● **MATERIAL PROVIDED**
----------

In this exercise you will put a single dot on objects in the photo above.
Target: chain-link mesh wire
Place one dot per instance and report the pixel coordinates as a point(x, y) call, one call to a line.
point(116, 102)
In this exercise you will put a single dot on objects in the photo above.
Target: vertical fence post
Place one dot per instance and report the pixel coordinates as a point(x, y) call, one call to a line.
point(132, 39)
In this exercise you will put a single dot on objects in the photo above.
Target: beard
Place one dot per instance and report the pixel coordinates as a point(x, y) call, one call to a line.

----------

● **WHAT IS BEING ASKED**
Set the data down again in full, exactly as given.

● **ANSWER TO THE PROBLEM**
In this exercise you will put a single dot on objects in the photo above.
Target: chain-link mesh wire
Place one dot per instance and report the pixel coordinates as a point(x, y) call, one call to a line.
point(116, 102)
In this exercise you will put a single dot on objects in the photo above.
Target: vertical fence post
Place one dot per instance and report the pixel coordinates as a point(x, y) call, one call to a line.
point(132, 39)
In this exercise you will put a single dot on objects in the photo above.
Target: beard
Place one dot per instance and report the pixel coordinates as a point(x, y) call, one call to a line.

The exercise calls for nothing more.